● Task data
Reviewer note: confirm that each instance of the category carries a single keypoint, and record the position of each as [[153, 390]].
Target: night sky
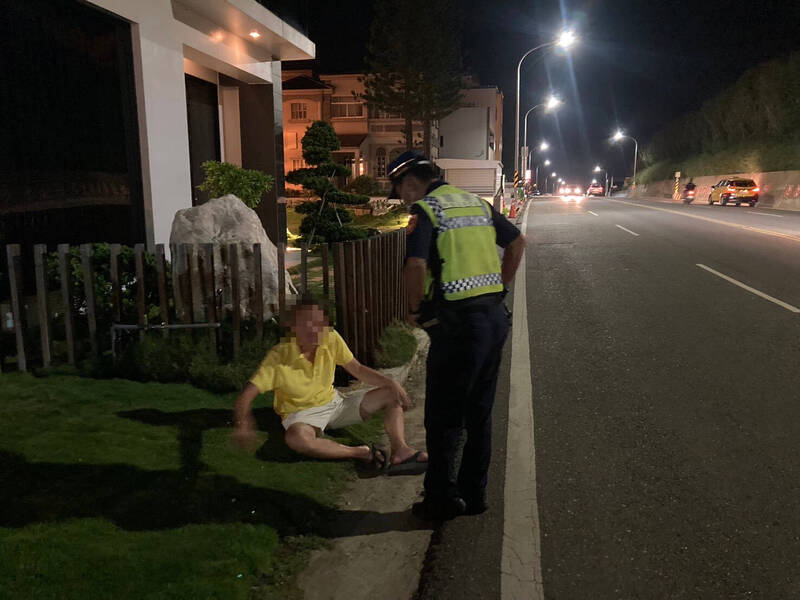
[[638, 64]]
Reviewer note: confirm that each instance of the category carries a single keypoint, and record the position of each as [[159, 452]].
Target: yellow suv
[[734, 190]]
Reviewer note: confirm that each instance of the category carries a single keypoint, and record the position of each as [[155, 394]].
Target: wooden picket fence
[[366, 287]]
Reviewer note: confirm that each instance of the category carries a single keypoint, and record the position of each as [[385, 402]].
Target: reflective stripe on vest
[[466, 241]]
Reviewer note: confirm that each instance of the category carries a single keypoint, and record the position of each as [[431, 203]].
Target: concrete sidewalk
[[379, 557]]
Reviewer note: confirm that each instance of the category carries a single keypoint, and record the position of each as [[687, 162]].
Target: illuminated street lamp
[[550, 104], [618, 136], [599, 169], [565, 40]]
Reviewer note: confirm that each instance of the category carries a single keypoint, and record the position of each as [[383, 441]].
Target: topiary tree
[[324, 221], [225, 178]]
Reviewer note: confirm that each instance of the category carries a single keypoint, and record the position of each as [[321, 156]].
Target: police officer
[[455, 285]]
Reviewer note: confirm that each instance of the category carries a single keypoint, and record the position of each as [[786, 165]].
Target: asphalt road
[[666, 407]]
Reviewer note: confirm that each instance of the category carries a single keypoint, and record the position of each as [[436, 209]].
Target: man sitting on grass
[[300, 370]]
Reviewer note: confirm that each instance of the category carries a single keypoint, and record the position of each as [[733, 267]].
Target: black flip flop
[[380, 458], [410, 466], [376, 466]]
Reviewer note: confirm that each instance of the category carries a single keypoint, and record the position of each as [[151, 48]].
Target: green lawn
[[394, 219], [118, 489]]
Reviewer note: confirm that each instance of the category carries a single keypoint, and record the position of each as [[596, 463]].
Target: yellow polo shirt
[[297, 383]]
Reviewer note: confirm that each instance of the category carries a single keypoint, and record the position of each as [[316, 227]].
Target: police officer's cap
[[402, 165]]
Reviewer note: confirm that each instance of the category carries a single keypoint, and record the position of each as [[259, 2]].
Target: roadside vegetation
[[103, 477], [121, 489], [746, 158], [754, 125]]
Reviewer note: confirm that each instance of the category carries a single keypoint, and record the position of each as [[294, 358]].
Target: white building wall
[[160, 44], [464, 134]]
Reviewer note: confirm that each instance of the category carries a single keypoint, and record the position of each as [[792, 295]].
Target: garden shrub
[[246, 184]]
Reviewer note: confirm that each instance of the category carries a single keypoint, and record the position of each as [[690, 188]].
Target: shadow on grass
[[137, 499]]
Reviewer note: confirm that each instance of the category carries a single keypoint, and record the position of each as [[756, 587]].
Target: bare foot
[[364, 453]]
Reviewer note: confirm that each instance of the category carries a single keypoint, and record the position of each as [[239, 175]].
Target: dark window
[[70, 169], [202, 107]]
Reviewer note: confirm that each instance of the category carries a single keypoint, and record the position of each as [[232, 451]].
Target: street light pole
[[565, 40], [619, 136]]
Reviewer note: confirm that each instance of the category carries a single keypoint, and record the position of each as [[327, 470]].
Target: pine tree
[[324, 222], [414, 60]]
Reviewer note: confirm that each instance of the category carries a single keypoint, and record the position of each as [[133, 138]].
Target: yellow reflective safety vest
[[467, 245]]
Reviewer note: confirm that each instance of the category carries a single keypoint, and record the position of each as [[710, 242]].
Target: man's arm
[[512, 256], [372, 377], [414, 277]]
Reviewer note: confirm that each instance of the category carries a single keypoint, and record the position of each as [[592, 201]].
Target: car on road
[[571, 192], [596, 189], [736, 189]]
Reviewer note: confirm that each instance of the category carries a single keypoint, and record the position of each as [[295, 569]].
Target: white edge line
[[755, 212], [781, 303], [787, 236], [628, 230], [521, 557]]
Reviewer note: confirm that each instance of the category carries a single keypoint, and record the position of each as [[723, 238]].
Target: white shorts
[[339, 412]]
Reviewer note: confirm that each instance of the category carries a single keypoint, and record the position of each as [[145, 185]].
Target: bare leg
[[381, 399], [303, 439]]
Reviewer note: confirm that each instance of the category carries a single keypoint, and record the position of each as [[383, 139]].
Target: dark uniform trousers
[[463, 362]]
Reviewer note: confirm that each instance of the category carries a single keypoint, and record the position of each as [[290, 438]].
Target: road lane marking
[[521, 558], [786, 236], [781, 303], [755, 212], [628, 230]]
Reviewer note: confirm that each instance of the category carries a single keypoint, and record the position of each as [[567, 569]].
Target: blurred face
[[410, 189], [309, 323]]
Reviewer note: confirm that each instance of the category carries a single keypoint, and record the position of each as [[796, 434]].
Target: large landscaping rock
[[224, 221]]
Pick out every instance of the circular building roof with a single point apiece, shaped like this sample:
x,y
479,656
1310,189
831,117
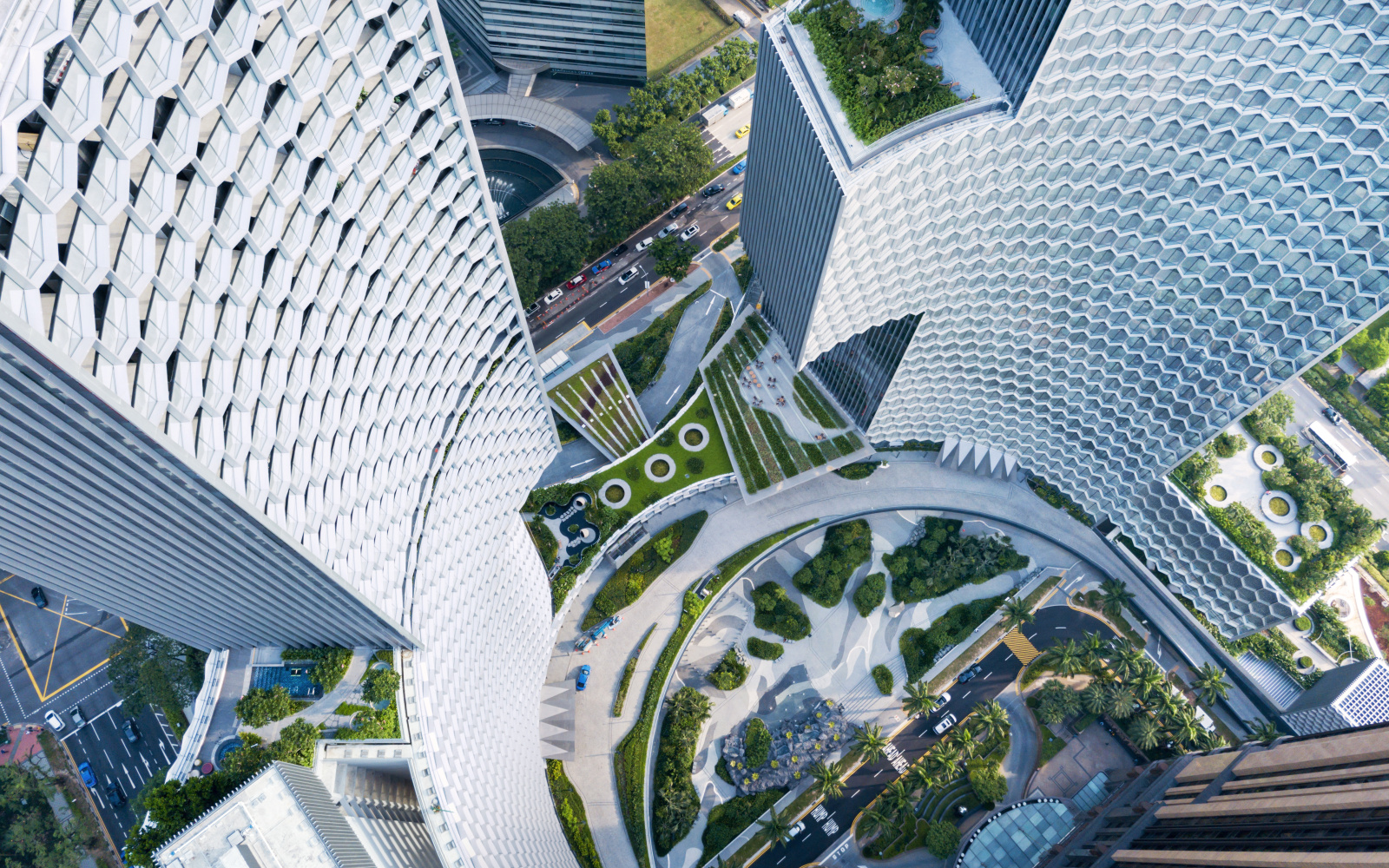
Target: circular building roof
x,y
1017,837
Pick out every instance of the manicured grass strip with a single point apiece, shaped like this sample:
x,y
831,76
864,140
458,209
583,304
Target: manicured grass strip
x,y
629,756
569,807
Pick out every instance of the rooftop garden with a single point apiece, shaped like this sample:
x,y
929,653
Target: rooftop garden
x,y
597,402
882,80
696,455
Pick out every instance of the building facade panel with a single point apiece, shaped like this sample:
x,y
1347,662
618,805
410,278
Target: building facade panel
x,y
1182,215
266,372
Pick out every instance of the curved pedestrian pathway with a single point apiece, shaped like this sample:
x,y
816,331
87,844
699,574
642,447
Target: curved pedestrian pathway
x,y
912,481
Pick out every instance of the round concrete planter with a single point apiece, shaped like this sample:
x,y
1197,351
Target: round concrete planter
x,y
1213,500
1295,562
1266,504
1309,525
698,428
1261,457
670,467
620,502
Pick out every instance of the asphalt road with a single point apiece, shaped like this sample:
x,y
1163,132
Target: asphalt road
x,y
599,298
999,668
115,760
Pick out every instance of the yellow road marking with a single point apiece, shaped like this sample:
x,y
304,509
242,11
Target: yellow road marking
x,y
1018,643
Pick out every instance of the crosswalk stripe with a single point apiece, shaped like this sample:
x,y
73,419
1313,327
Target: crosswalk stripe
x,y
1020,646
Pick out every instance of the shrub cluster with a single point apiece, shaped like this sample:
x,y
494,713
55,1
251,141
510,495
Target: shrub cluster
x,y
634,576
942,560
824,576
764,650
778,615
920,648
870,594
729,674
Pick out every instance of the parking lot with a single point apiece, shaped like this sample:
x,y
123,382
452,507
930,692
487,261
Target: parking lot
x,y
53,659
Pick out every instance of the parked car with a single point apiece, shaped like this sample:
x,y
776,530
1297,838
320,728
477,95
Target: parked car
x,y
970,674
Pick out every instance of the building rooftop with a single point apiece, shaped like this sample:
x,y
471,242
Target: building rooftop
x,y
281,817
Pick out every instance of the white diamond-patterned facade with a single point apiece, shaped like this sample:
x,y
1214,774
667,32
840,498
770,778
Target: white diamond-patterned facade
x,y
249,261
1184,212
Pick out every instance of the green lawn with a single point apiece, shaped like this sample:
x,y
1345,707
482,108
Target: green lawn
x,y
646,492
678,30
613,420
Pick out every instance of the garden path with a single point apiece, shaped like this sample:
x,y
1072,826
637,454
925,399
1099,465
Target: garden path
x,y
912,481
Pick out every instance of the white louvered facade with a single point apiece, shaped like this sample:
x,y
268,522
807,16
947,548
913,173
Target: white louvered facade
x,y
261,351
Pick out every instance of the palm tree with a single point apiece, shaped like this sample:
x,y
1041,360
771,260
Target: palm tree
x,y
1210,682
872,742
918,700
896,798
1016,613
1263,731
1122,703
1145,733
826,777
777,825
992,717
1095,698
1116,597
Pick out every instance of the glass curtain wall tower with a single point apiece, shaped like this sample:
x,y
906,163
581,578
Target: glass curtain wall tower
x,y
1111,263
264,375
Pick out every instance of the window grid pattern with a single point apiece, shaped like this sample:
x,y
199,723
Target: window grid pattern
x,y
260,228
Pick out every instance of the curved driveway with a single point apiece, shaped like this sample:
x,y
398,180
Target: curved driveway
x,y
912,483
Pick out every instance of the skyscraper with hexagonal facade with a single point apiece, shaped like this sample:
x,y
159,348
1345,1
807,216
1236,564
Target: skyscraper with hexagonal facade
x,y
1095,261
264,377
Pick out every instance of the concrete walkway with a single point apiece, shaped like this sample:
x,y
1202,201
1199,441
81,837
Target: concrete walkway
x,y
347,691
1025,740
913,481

● Activity
With every picture omitted, write out the material exactly from its first line through the line containing "as [[687, 162]].".

● Result of this exercise
Reviewer note: confirm that each instance of the category carries a single keypoint, and record the position of each as [[153, 390]].
Target: night sky
[[638, 64]]
Reviewer note: confirm that each instance of the category carries a single keypoint, and record the position of each as [[159, 452]].
Target: yellow suv
[[734, 190]]
Reviewer note: confirm that each instance of the category carries a single keypoint, and record the position of each as [[155, 394]].
Target: wooden picket fence
[[366, 287]]
Reviewer note: confirm that each instance of the category carries a single keypoint, and record the position of each as [[385, 402]].
Target: reflective stripe on vest
[[466, 241]]
Reviewer note: confirm that each instance of the category carries a single keypoint, and record the position of each as [[431, 203]].
Target: concrete sidewalk
[[379, 557]]
Reviewer note: confirm that each instance of the category carries a single keypoint, and record the position of each as [[687, 162]].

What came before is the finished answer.